# [Objective]
Could you recast the rows starting at the line that contains "of the bridge" and ending at the line that contains "392], [314, 224]]" as a two-column CSV, with columns named instruction and points? Give one CSV line per row, holding its text and its answer, each in a single quoted field with any line breaks turned into spaces.

# [Dataset entries]
· · ·

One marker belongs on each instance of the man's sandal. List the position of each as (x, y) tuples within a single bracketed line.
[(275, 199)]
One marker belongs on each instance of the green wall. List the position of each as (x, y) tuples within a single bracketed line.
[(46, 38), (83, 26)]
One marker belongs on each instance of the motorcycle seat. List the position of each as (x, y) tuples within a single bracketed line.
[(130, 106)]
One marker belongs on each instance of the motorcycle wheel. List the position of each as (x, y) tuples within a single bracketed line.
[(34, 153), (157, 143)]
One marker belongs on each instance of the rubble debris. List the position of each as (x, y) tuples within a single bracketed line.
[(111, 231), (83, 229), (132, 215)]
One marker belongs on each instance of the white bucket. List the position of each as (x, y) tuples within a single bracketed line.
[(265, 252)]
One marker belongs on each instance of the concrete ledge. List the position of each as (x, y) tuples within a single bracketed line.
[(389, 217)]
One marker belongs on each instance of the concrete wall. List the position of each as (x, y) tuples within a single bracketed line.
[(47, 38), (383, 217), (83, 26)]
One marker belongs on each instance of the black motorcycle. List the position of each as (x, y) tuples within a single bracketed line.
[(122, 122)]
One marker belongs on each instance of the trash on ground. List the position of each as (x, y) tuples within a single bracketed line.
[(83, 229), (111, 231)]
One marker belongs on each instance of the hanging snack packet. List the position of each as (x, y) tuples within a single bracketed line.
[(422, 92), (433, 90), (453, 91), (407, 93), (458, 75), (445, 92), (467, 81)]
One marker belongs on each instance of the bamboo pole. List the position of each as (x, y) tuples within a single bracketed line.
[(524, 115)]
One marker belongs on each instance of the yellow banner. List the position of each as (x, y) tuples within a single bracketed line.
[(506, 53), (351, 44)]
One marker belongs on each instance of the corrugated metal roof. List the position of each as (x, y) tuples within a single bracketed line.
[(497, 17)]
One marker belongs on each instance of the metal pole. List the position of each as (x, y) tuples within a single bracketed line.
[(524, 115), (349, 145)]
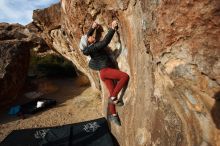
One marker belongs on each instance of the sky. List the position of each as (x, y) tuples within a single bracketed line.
[(20, 11)]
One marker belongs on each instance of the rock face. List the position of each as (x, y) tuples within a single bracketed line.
[(171, 51), (14, 59)]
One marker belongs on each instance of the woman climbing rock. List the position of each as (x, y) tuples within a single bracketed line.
[(100, 61)]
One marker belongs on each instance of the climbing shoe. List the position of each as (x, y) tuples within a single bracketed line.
[(114, 119), (115, 101)]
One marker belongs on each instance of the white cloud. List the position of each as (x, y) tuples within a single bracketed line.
[(20, 11)]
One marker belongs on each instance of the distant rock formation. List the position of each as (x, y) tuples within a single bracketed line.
[(171, 51), (15, 44)]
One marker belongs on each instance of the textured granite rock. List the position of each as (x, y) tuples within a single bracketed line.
[(14, 60), (171, 51)]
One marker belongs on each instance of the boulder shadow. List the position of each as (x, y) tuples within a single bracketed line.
[(215, 111)]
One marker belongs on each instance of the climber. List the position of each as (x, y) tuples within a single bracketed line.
[(100, 61)]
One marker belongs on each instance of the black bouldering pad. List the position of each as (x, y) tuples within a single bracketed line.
[(90, 133)]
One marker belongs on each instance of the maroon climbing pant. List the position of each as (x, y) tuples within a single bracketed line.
[(108, 76)]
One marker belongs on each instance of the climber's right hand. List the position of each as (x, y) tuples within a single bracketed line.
[(115, 24)]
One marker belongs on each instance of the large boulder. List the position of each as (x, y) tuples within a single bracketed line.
[(171, 51), (14, 60)]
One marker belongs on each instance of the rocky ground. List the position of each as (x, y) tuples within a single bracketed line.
[(76, 103)]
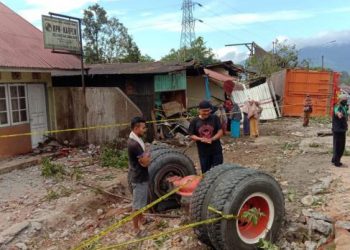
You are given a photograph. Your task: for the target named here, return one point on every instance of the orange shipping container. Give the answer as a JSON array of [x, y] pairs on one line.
[[321, 85]]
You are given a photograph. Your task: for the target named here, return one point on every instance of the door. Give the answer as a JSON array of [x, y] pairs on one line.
[[37, 112]]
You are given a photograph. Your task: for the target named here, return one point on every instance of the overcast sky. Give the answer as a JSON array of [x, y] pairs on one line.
[[156, 24]]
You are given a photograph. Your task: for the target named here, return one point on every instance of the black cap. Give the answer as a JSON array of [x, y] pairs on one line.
[[204, 105]]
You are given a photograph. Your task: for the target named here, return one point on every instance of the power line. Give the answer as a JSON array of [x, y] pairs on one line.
[[188, 22]]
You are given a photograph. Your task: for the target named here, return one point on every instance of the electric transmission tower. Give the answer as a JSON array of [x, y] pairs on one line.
[[188, 23]]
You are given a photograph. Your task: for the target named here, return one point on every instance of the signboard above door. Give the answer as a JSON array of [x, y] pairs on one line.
[[61, 34]]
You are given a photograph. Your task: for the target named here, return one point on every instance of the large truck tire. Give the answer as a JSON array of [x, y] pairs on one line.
[[201, 197], [155, 152], [239, 191], [166, 164], [154, 148]]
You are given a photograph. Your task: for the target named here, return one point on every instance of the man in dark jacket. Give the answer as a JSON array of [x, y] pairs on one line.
[[206, 131], [339, 128]]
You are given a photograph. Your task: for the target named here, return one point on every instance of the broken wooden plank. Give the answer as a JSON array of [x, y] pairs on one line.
[[105, 192]]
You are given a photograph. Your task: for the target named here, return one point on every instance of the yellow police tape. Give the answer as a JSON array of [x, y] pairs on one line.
[[171, 231], [87, 128], [128, 218], [104, 126]]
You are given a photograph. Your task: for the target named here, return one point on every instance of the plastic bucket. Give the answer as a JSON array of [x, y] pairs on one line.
[[235, 129]]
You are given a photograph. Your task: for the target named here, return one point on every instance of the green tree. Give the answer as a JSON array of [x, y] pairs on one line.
[[106, 39], [198, 51], [146, 58], [285, 56]]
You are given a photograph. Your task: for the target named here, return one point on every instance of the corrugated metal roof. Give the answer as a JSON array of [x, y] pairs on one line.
[[131, 68], [221, 78], [138, 68], [22, 45]]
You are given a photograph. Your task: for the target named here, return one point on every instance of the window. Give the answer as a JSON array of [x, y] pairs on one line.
[[13, 104], [4, 114], [16, 75], [18, 102]]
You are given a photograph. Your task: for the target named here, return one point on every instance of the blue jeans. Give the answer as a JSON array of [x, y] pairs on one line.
[[209, 161]]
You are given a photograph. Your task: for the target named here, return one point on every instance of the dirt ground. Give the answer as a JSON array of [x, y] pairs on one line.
[[59, 214]]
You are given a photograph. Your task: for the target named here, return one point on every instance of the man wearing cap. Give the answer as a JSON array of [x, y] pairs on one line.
[[307, 110], [339, 128], [206, 131]]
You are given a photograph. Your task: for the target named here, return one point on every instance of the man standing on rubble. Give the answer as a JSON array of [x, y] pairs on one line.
[[339, 128], [206, 131], [139, 160]]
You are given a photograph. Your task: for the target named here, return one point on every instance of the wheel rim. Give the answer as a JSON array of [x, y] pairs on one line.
[[247, 231], [161, 185]]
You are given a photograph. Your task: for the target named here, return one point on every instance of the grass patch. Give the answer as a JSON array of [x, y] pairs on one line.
[[61, 192], [112, 157], [346, 152], [50, 169], [193, 112], [289, 146], [162, 224], [321, 119], [159, 242], [267, 245], [76, 174], [291, 195], [52, 195], [314, 145]]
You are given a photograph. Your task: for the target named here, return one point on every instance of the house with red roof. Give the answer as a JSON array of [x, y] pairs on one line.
[[26, 92]]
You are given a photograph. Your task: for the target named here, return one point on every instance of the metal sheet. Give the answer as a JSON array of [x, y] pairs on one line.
[[261, 94], [170, 82]]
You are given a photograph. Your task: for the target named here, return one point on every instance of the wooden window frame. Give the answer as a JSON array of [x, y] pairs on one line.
[[19, 108], [7, 107]]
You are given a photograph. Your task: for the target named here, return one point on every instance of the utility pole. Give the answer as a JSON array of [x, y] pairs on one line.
[[188, 23]]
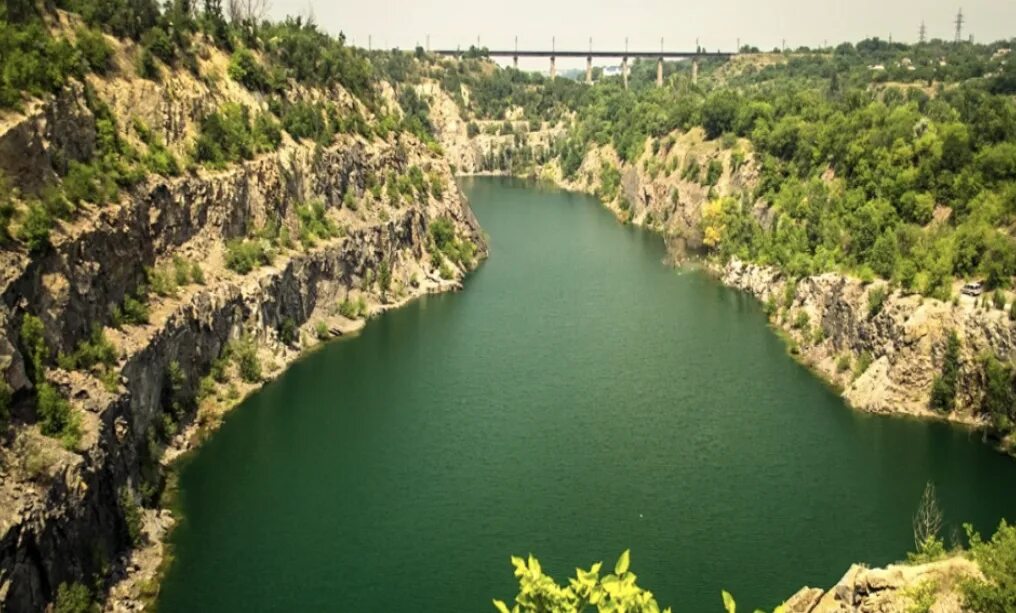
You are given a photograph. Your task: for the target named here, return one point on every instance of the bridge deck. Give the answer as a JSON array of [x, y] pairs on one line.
[[592, 54]]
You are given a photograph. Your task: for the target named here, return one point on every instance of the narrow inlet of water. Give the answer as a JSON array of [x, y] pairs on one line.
[[577, 399]]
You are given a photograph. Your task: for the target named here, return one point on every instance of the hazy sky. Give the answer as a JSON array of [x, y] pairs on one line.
[[717, 23]]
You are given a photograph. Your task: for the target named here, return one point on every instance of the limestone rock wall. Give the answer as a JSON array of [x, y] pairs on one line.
[[905, 339], [895, 589], [62, 515]]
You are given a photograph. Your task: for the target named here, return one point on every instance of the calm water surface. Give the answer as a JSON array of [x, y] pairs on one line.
[[578, 397]]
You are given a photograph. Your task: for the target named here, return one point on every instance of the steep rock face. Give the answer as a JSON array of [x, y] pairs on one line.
[[485, 152], [905, 339], [892, 590], [661, 190], [65, 514]]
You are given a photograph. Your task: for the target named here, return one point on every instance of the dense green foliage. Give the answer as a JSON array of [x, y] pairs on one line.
[[233, 134], [613, 592], [244, 354], [997, 560], [74, 598], [1000, 392], [314, 224]]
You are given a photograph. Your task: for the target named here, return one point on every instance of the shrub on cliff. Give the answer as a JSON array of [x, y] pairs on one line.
[[36, 226], [96, 52], [876, 299], [97, 350], [33, 334], [246, 70], [74, 598], [232, 134], [314, 223], [1000, 392], [244, 354], [56, 418], [997, 560], [613, 592]]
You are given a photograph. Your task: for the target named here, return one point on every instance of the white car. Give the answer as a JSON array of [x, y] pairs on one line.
[[973, 289]]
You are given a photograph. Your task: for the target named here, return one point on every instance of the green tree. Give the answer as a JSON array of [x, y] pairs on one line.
[[944, 385]]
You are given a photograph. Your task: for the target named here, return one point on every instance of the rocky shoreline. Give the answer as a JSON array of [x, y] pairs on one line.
[[91, 514]]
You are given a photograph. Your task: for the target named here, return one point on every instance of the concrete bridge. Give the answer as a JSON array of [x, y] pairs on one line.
[[553, 54]]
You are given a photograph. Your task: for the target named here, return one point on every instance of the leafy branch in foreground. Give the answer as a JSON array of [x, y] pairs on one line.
[[615, 593]]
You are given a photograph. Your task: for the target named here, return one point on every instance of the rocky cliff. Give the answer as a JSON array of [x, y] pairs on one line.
[[896, 589], [884, 357], [81, 514]]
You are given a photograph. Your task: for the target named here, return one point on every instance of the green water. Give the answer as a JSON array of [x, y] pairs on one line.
[[577, 399]]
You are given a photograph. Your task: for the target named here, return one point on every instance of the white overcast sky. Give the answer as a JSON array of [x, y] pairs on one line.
[[717, 23]]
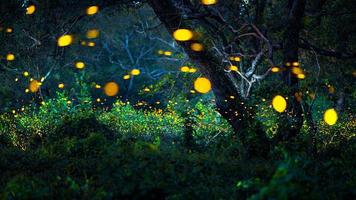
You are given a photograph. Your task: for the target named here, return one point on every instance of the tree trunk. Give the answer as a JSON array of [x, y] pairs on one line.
[[211, 66], [291, 121]]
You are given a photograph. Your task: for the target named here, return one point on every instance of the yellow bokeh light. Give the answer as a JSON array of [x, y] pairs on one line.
[[184, 69], [197, 47], [9, 30], [111, 89], [209, 2], [275, 69], [10, 57], [126, 77], [202, 85], [295, 64], [92, 10], [91, 44], [279, 103], [330, 116], [301, 76], [30, 10], [135, 72], [192, 70], [79, 65], [297, 70], [34, 86], [167, 53], [61, 86], [183, 35], [65, 40], [234, 68], [92, 33]]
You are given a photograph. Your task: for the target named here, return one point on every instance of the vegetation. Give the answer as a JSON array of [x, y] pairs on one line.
[[177, 99]]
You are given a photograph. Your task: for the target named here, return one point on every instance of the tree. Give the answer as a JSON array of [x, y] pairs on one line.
[[258, 31]]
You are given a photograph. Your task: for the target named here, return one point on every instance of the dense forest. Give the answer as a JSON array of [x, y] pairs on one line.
[[177, 99]]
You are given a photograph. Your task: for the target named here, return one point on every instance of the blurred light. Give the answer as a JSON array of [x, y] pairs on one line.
[[202, 85], [184, 69], [279, 103], [183, 34], [92, 33], [111, 89], [65, 40], [30, 10], [135, 72], [330, 116], [92, 10], [10, 57], [197, 47], [79, 65]]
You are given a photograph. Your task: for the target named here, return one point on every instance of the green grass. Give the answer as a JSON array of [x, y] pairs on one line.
[[68, 152]]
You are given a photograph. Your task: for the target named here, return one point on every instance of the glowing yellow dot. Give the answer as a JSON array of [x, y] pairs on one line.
[[209, 2], [202, 85], [330, 116], [183, 34], [80, 65], [10, 57], [197, 47], [91, 44], [61, 86], [275, 69], [111, 89], [34, 86], [279, 103], [237, 59], [135, 72], [295, 64], [184, 69], [65, 40], [192, 70], [9, 30], [92, 33], [234, 68], [126, 77], [297, 70], [92, 10], [301, 76], [167, 53], [30, 10]]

· · ·

# [Solution for this problem]
instruction,points
"You are given a photograph. Your task: for the target named here, return one point on every instance of the bridge deck. Give the answer as a JSON array of [x, y] pairs on one line.","[[592, 54]]"
"You are given a photograph. Your task: for the target named here, return one point on every instance of the narrow inlet of water. Give the answer as a JSON array of [x, y] pairs on one line.","[[577, 399]]"
"You are given a photograph. Your task: for the target named here, return one point on every instance of the hazy sky. Give the answer as a JSON array of [x, y] pairs on one line.","[[717, 23]]"
"You are given a photograph. Your task: for the target named here, return one point on every instance of the limestone rock wall. Give the answer as a JSON array of [x, y] pairs on one line.","[[905, 339], [895, 589], [62, 515]]"
"You are given a photograph. Your task: for the target named here, return one point on every instance of the calm water surface. Give the answer as a JSON array of [x, y] pairs on one line.","[[578, 397]]"
"You are given a photograph. Your task: for the target named here, return one point on every instance of the steep rock face. Give the answer as a JSON array of [x, y] pairs on one line.","[[485, 152], [905, 339], [892, 590], [661, 190], [65, 514]]"
"You are given a photograph. Your task: for the target named here, return one point on every instance of the dense green foliage. Give the answer as a JSON array of [x, y] pairs on one line.","[[233, 134], [613, 592], [244, 354], [997, 560], [74, 598], [1000, 392], [314, 224]]"